# Work request
Return the records word for word. Pictures do not belong in the copy.

# Exercise inputs
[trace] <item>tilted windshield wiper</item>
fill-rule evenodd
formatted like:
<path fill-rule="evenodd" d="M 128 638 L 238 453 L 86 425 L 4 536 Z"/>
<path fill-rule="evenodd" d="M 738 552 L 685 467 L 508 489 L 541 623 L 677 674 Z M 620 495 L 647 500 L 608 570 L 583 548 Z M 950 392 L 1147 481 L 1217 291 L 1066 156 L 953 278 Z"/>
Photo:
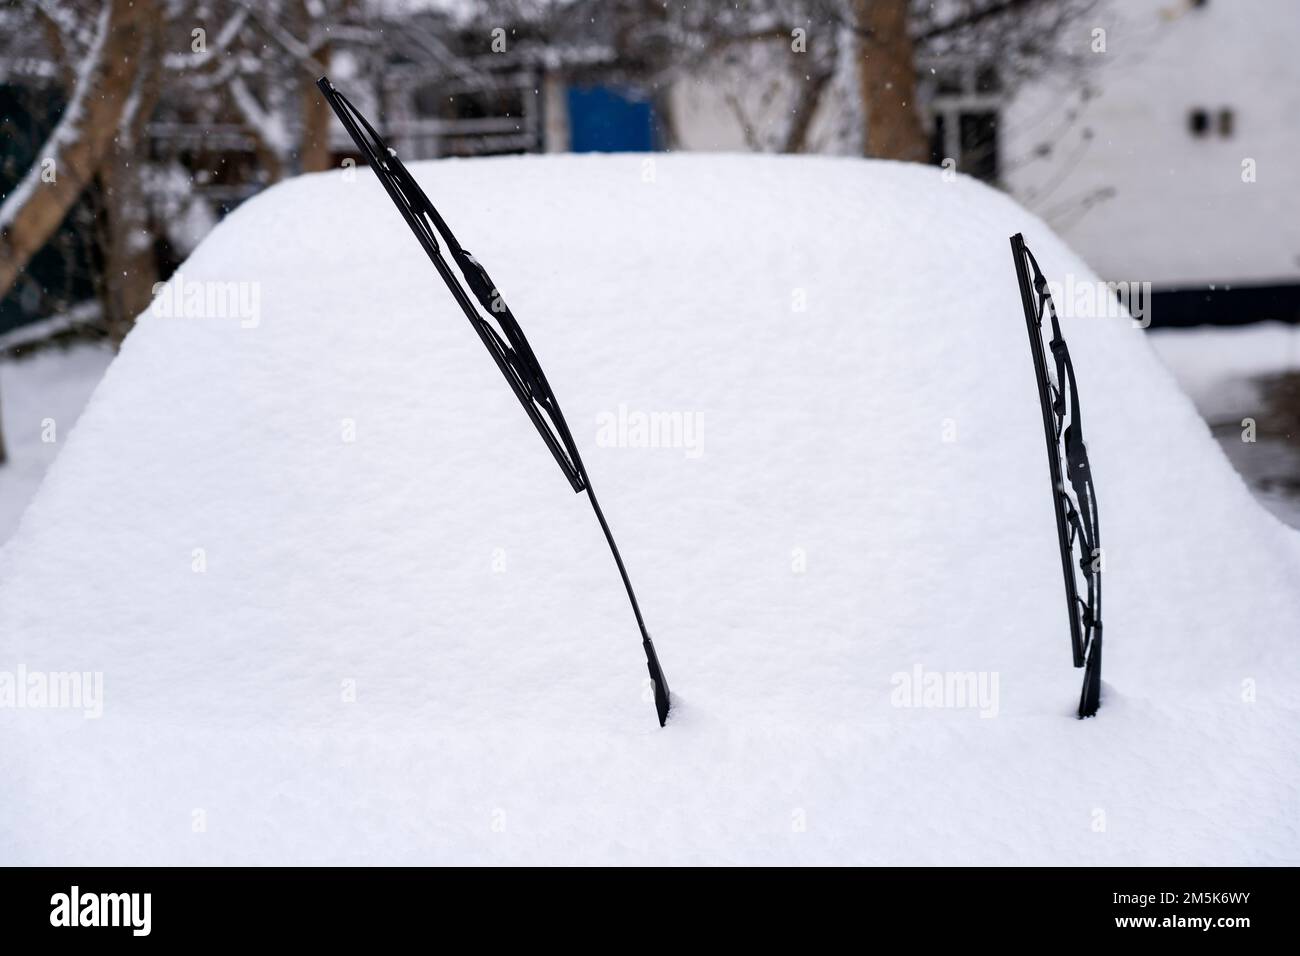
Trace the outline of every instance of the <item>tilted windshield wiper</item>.
<path fill-rule="evenodd" d="M 339 121 L 351 135 L 353 142 L 357 144 L 357 149 L 369 161 L 370 168 L 379 177 L 384 190 L 397 206 L 397 211 L 402 214 L 406 224 L 415 233 L 415 238 L 424 247 L 434 268 L 442 276 L 442 281 L 447 284 L 452 297 L 465 313 L 465 318 L 469 319 L 470 325 L 487 347 L 497 368 L 501 369 L 501 374 L 505 376 L 511 391 L 519 399 L 519 404 L 532 419 L 537 433 L 542 436 L 542 441 L 551 450 L 560 470 L 564 472 L 564 477 L 568 479 L 575 492 L 585 491 L 591 500 L 592 510 L 596 512 L 600 529 L 605 533 L 609 550 L 614 555 L 614 563 L 618 565 L 619 576 L 623 579 L 623 587 L 632 604 L 632 613 L 636 615 L 637 627 L 641 630 L 641 645 L 645 650 L 646 665 L 650 669 L 650 681 L 654 686 L 655 710 L 659 715 L 659 724 L 663 726 L 668 720 L 670 697 L 668 682 L 664 679 L 663 669 L 659 666 L 659 656 L 655 653 L 654 642 L 650 640 L 645 620 L 641 617 L 641 607 L 637 604 L 636 594 L 632 591 L 632 581 L 628 578 L 627 568 L 623 565 L 623 557 L 618 552 L 618 545 L 614 543 L 614 535 L 609 530 L 609 523 L 605 520 L 605 514 L 600 510 L 600 503 L 591 489 L 591 479 L 582 464 L 582 456 L 578 454 L 578 447 L 569 432 L 564 414 L 560 411 L 560 404 L 546 381 L 546 374 L 538 364 L 537 356 L 533 354 L 528 339 L 524 337 L 523 329 L 515 321 L 514 315 L 505 304 L 505 300 L 501 298 L 487 270 L 456 241 L 447 223 L 429 201 L 429 197 L 424 194 L 424 190 L 397 158 L 397 153 L 389 148 L 383 137 L 366 121 L 347 97 L 334 88 L 334 84 L 328 77 L 322 76 L 316 81 L 316 86 L 333 107 Z M 442 248 L 438 244 L 439 238 L 442 239 L 447 254 L 451 256 L 452 262 L 460 271 L 460 279 L 456 277 L 443 255 Z M 466 287 L 469 290 L 468 294 Z M 474 301 L 471 301 L 470 295 L 478 302 L 482 311 L 475 306 Z"/>
<path fill-rule="evenodd" d="M 1052 505 L 1056 510 L 1056 534 L 1061 547 L 1065 600 L 1070 616 L 1070 645 L 1074 666 L 1084 669 L 1079 716 L 1092 717 L 1101 704 L 1102 553 L 1097 525 L 1097 495 L 1079 413 L 1079 388 L 1074 378 L 1070 350 L 1061 335 L 1056 304 L 1047 289 L 1047 279 L 1020 233 L 1011 237 L 1011 255 L 1016 262 L 1016 279 L 1020 283 L 1020 301 L 1029 328 L 1029 347 L 1034 356 L 1038 400 L 1043 411 L 1047 464 L 1052 476 Z M 1048 348 L 1052 353 L 1055 375 L 1052 374 L 1053 368 L 1048 367 L 1043 350 L 1044 315 L 1052 326 Z M 1066 487 L 1067 481 L 1069 488 Z M 1076 564 L 1083 574 L 1086 599 L 1079 597 Z"/>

# The answer
[trace] <item>tilted windshield wiper</item>
fill-rule evenodd
formatted like:
<path fill-rule="evenodd" d="M 128 638 L 238 453 L 86 425 L 4 536 Z"/>
<path fill-rule="evenodd" d="M 738 552 L 685 467 L 508 489 L 541 623 L 677 674 Z M 620 495 L 647 500 L 608 570 L 583 548 Z M 950 392 L 1147 481 L 1217 291 L 1066 156 L 953 278 Z"/>
Photo:
Trace the outline of every instance of the <item>tilted windshield wiper</item>.
<path fill-rule="evenodd" d="M 339 121 L 351 135 L 353 142 L 357 144 L 357 149 L 369 161 L 370 168 L 379 177 L 384 190 L 397 206 L 397 211 L 402 214 L 406 224 L 415 233 L 415 238 L 424 247 L 434 268 L 442 276 L 442 281 L 447 284 L 452 297 L 465 313 L 465 318 L 469 319 L 470 325 L 487 347 L 497 368 L 501 369 L 501 374 L 505 376 L 511 391 L 519 399 L 519 404 L 532 419 L 537 433 L 542 436 L 542 441 L 551 450 L 560 470 L 564 472 L 564 477 L 568 479 L 575 492 L 585 491 L 591 500 L 592 510 L 596 512 L 600 529 L 605 533 L 609 550 L 614 555 L 614 563 L 618 565 L 619 576 L 623 579 L 623 587 L 632 604 L 632 613 L 636 615 L 637 627 L 641 630 L 641 645 L 645 650 L 646 665 L 650 669 L 650 681 L 654 686 L 655 710 L 659 715 L 659 724 L 663 726 L 668 720 L 670 697 L 668 682 L 664 679 L 663 669 L 659 666 L 659 656 L 655 653 L 654 642 L 650 640 L 645 620 L 641 617 L 641 607 L 637 604 L 636 594 L 632 591 L 632 581 L 628 578 L 627 568 L 623 565 L 623 557 L 618 552 L 618 545 L 614 543 L 614 535 L 609 530 L 609 523 L 605 520 L 605 514 L 600 510 L 600 503 L 591 489 L 591 479 L 582 464 L 582 456 L 578 454 L 578 447 L 569 432 L 564 414 L 560 411 L 560 404 L 546 381 L 546 374 L 538 364 L 537 356 L 533 354 L 528 339 L 524 337 L 523 329 L 515 321 L 514 315 L 505 304 L 505 300 L 501 298 L 487 270 L 456 241 L 447 223 L 429 201 L 429 197 L 424 194 L 424 190 L 397 158 L 397 153 L 389 148 L 383 137 L 366 121 L 347 97 L 334 88 L 334 84 L 328 77 L 322 76 L 316 81 L 316 86 L 333 107 Z M 442 248 L 438 244 L 439 238 L 442 239 L 447 254 L 451 256 L 452 262 L 460 271 L 460 279 L 456 277 L 443 255 Z M 466 287 L 469 290 L 468 294 Z M 474 301 L 471 301 L 470 295 L 478 302 L 482 311 L 475 306 Z"/>
<path fill-rule="evenodd" d="M 1052 505 L 1056 510 L 1056 534 L 1061 547 L 1065 600 L 1070 616 L 1070 645 L 1074 666 L 1084 669 L 1079 716 L 1092 717 L 1101 704 L 1102 553 L 1097 525 L 1097 495 L 1079 413 L 1079 388 L 1074 378 L 1070 350 L 1061 335 L 1056 304 L 1047 289 L 1047 279 L 1020 233 L 1011 237 L 1011 255 L 1016 262 L 1016 279 L 1020 283 L 1020 301 L 1029 328 L 1029 347 L 1034 356 L 1038 400 L 1043 411 L 1047 464 L 1052 476 Z M 1048 348 L 1052 353 L 1055 375 L 1052 374 L 1053 368 L 1048 367 L 1043 350 L 1044 315 L 1052 326 Z M 1066 487 L 1067 481 L 1069 488 Z M 1076 564 L 1083 574 L 1086 599 L 1079 597 Z"/>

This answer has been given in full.